▸ AUSGEWÄHLTER TEXT
——————————
Machen wir uns nichts vor: Instrumentalisierungen von Katastrophen finden ständig statt. Das macht sie allerdings nicht weniger unappetitlich.
Manchmal reicht es schon, sich einfach mal in die Rolle von jemanden anderem zu versetzen um festzustellen, was geht und was nicht. Stellen Sie sich mal vor – ich weiß, das ist kaum möglich – Sie wären die Mutter oder der Vater der ermordeten Susanna und hätten nun die Ausschnitte aus der Bundestagsdebatte gesehen: Der AfD-Abgeordnete Thomas Seitz, der seine Redezeit für eine unabgestimmte Schweigeminute für Ihre Tochter nutzt, das Rumoren unter den Mitgliedern des Bundestages, die Zwischenrufe und das Einschreiten der grünen Vizepräsidentin des Bundestages, Claudia Roth. Und dann erleben Sie die Skandalisierung dieses Vorfalls von allen politischen Seiten.
Susanna und Aylan Kurdi
Ich kann mir gar nicht vorstellen, wie es ist, die eigene Tochter zu verlieren, noch dazu auf diese Art. Aber ich bin sicher, ich hätte es nicht durchgehalten, mir das anzuschauen. Ich würde die Medien dieser Tage vermutlich sowieso meiden … und mich fragen, ob die Welt eigentlich nichts anderes zu tun hat, als ausgerechnet den Tod meiner Tochter, dessen Hintergründe und politischen Folgen zu diskutieren. Ich würde glaube ich sowohl Herrn Seitz als auch Frau Roth vor die Füße spucken: Ersteren, weil er die „Bühne“ für eine kalkulierte Provokation genutzt hat, letztere weil sie nicht in der Lage war, diesem „Schauspiel“ angemessen zu begegnen. Und allen versammelten Abgeordneten, weil ihnen in dem Augenblick der Tod meiner Tochter und die Trauer der Angehörigen vollkommen egal gewesen sind.
——————————
▸ AUFLISTUNG

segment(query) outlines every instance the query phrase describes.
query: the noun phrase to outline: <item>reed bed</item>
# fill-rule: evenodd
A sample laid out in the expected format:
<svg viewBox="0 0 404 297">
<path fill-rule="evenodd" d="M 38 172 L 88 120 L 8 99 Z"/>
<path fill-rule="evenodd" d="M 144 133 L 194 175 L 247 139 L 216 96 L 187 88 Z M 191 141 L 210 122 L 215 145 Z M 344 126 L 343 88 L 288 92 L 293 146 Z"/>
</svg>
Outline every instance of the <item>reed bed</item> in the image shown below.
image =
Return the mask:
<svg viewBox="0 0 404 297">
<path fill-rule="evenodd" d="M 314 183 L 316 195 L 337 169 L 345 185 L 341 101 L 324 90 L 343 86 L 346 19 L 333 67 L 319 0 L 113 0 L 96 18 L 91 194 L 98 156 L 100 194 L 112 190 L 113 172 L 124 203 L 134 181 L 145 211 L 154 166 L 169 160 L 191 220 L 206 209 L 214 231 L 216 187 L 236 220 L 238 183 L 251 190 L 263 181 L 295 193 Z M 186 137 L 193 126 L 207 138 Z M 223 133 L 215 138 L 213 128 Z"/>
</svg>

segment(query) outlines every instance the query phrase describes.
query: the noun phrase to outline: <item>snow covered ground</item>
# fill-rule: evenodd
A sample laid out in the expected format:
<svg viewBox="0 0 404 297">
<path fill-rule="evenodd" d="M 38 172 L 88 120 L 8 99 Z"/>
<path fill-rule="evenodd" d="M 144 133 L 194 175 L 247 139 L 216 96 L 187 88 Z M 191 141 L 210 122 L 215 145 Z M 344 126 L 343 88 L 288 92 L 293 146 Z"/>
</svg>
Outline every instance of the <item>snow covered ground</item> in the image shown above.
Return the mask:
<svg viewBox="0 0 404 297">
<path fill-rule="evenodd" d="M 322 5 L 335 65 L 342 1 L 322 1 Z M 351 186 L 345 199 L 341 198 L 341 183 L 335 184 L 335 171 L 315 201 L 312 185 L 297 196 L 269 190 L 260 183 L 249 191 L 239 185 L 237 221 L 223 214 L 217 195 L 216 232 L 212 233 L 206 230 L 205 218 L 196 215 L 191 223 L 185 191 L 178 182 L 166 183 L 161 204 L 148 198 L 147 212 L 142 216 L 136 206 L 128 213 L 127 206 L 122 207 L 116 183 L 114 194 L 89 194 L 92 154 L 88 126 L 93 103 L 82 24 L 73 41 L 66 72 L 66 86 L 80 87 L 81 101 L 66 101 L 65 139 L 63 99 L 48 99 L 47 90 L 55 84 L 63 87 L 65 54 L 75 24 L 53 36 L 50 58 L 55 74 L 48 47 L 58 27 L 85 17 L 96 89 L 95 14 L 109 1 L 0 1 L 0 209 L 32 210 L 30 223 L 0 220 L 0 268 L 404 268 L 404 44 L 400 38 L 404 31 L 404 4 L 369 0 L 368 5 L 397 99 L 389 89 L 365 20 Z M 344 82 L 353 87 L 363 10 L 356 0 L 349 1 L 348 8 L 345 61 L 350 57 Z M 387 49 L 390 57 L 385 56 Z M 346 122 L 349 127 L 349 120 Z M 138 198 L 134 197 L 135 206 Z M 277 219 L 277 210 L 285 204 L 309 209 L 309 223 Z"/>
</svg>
——————————
▸ GESTELLTE AUFGABE
Setze den Kommentar über die Schweigeminute für Susanna im Bundestag fort. Schließe an seinen letzten Satz an.

▸ ERGEBNIS
Politische Vorteile aus einer Katastrophe ziehen, das ist nichts Neues. Und je persönlicher es wird, umso mehr Wirkung erzeugt man. Das funktioniert aus allen Richtungen: Der ertrunkene kleine Aylan Kurdi am Strand: Was sonst sollte die Botschaft sein, als der unausgesprochene Vorwurf, dass „wir“ für seinen Tod mitverantwortlich seien, vor allem diejenigen, die für sichere Grenzen eintreten? Und jetzt eben die Schweigeminute für Susanne: Was sonst soll die Botschaft sein – im Bundestag, unabgestimmt und überraschend – als die, dass die Politik, die Regierung für ihren Tod mitverantwortlich sei? Und das Perfide ist: Man kann eine solche Instrumentalisierung niemals nachweisen, denn wer weiß schon, ob Thomas Seitz nicht tatsächlich so betroffen über den brutalen Mord war, dass seine Aktion doch spontan gewesen sein könnte? Allein: Ich glaube es nicht, ich glaube es niemandem, der damit am Ende politisch arbeitet.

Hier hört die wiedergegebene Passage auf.